> **Work order A**
Can you return, word for word, the portion of the article on regulatory T cells starting at "The immunologists’ studies" and ending at "lethal autoimmune disease."?
> **Work order B**
Could you take the regulatory T cell article further, picking up after its final sentence?

> **Text under study**
******************************
Immunologists at St. Jude Children’s Research Hospital have discovered key biological switches that control regulatory T cells—specialized white blood cells that keep the immune system in check. A paper detailing this work was published today in Immunity.
“Understanding the mechanisms that govern regulatory T cells opens up an array of options for drug development,” said corresponding author Hongbo Chi, Ph.D., of the St. Jude Department of Immunology. “By boosting or suppressing the activity at the right time, you could develop treatments for cancer or autoimmune disorders.”
In their studies, the researchers traced the molecular machinery controlling a biological switch called mTORC1 that activates regulatory T cells. Until this work, that machinery had been a mystery.
The immunologists’ studies revealed that two central mTORC1 regulators are enzymes called Rag and Rheb. The enzymes’ crucial role in activating the protective regulatory T cells was revealed when the scientists discovered that mice lacking Rag or Rheb developed lethal autoimmune disease.
Regulatory T cells are critical to preventing the immune system from attacking the body’s own tissues in autoimmune diseases such as lupus and rheumatoid arthritis. The discovery of the roles of Rag and Rheb is important because drugs that activate those enzymes could prove useful as treatments for autoimmune diseases. The drugs would enhance the regulatory T cells’ function as immune safety brakes.
******************************
> **Raw data**
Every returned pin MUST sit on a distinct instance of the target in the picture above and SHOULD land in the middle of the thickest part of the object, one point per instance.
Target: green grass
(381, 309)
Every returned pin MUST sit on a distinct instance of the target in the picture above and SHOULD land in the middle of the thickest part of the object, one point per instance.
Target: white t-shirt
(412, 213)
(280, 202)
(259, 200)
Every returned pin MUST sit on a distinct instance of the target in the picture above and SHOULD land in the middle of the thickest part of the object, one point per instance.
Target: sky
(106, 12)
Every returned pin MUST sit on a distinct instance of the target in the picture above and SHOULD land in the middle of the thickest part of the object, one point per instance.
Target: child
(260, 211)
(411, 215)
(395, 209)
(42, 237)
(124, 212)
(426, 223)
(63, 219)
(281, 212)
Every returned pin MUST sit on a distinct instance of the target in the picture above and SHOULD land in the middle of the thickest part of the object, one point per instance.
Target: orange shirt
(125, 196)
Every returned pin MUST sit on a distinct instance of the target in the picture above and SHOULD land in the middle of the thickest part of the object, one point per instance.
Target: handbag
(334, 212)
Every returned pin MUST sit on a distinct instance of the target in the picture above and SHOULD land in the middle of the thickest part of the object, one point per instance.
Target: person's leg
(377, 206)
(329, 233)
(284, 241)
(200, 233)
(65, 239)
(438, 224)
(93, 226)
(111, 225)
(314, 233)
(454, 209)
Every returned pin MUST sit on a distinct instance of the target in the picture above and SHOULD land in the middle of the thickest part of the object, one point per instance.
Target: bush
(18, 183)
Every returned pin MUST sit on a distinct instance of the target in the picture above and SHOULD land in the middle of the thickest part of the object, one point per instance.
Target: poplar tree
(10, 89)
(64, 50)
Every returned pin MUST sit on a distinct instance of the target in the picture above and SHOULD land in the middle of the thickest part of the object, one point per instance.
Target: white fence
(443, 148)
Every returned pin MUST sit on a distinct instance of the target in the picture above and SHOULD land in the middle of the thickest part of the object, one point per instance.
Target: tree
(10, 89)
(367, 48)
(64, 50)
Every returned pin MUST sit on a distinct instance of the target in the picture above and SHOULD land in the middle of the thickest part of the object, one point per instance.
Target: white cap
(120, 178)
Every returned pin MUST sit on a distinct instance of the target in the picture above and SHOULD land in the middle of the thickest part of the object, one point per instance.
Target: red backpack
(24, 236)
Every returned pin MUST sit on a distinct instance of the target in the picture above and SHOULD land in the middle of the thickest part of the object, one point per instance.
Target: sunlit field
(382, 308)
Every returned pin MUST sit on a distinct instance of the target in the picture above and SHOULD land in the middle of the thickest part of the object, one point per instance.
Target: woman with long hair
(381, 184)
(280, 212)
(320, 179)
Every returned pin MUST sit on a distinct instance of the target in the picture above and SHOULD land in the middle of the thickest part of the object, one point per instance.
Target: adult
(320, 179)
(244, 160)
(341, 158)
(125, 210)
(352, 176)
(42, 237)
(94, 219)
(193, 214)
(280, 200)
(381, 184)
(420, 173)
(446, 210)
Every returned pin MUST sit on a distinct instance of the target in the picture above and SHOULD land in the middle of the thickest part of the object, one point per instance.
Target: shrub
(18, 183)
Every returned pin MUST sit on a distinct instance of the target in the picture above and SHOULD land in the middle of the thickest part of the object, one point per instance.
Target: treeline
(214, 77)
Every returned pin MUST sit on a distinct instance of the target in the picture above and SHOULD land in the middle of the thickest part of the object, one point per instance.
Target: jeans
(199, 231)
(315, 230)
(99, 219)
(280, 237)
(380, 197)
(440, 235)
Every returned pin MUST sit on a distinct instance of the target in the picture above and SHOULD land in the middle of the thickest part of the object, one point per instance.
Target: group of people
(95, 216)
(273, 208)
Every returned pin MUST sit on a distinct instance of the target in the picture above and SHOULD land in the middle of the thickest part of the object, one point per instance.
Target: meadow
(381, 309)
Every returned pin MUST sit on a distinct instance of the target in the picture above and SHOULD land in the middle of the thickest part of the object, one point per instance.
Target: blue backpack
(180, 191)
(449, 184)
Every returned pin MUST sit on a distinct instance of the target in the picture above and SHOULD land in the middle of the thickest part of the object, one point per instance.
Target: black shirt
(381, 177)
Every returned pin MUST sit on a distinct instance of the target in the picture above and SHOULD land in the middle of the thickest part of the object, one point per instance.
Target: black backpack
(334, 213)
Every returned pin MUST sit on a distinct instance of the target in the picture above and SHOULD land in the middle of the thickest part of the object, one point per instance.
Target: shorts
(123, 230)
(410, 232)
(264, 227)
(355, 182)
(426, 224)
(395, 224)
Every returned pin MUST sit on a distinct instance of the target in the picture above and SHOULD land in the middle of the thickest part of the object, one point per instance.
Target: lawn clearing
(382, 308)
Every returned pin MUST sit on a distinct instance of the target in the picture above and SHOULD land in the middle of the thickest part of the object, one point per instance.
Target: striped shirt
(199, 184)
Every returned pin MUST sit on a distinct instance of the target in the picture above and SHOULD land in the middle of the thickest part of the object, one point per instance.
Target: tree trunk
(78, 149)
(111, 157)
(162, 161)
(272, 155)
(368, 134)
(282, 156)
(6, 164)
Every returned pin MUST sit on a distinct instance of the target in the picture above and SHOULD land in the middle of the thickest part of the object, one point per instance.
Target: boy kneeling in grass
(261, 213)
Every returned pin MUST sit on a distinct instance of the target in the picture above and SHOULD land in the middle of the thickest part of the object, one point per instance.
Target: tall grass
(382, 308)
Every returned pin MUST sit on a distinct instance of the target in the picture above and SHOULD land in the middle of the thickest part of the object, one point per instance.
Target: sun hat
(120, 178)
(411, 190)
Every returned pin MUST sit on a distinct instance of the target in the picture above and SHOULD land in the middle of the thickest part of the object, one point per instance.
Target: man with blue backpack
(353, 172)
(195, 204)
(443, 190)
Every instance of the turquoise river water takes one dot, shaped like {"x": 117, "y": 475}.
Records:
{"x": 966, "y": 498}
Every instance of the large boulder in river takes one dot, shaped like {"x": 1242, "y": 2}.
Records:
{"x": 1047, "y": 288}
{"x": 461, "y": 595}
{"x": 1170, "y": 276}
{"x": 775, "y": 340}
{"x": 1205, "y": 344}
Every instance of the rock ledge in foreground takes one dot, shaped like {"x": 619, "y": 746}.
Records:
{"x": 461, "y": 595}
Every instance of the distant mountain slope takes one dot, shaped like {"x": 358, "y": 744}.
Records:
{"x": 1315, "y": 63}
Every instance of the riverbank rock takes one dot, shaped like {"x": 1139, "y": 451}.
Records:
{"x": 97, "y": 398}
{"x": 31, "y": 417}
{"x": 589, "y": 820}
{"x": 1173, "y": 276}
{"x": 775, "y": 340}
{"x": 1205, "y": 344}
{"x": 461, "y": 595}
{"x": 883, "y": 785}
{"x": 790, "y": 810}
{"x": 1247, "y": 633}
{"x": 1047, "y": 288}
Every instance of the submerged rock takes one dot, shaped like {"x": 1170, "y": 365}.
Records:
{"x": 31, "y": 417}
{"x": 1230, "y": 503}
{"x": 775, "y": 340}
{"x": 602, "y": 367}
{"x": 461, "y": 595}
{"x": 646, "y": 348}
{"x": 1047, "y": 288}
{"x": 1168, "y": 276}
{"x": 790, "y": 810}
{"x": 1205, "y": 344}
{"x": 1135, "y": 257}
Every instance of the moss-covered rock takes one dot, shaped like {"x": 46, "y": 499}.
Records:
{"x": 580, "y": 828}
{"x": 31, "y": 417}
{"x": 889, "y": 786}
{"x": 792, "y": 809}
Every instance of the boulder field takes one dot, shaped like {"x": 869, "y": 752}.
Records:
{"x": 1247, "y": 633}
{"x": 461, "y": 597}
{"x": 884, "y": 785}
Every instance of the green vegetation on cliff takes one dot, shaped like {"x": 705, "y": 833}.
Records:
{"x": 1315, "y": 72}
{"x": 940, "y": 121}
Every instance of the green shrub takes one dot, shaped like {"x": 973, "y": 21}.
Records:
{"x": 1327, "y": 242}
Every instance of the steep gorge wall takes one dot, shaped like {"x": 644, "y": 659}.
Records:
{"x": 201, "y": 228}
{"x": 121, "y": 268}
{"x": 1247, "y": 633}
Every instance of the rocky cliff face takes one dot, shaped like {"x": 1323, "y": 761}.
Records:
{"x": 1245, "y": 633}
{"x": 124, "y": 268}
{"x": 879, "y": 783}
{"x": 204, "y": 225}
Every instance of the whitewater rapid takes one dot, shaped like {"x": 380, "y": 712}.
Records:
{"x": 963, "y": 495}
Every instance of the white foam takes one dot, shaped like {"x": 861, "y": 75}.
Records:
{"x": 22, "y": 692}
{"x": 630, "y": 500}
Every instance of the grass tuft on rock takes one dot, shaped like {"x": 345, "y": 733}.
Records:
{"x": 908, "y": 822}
******************************
> **Response box A**
The immunologists’ studies revealed that two central mTORC1 regulators are enzymes called Rag and Rheb. The enzymes’ crucial role in activating the protective regulatory T cells was revealed when the scientists discovered that mice lacking Rag or Rheb developed lethal autoimmune disease.

> **Response box B**
The findings may also influence cancer treatment by supercharging immunotherapy—in which the patient’s own immune system is activated to target a tumor. A significant barrier to such therapies has been the immune-damping activity of regulatory T cells. Drugs that inhibit Rag or Rheb could aid immunotherapies against cancers by suppressing the regulatory T cells.
The researchers found that amino acids play a major role in activating mTORC1 in regulatory T cells, functions that were mediated by Rag and Rheb. Amino acids are the building blocks of proteins, which means that “nutrient-sensing” by the immune system, for example of the food a person eats, could influence that individual’s immune response—not only to cancers, but also to organ transplants and infections.
The paper’s co-first authors are Hao Shi and Nicole Chapman of St. Jude. The other authors are Jing Wen, Cliff Guy, Lingyun Long, Yogesh Dhungana, Sherri Rankin, Stephane Pelletier, Peter Vogel, Hong Wang and Junmin Peng all of St. Jude and Kun-Liang Guan of the University of California, San Diego.
This project was supported by the National Institutes of Health (5R01AG053987, CA196878, AI105887, AI131703, AI140761, CA176624, CA221290).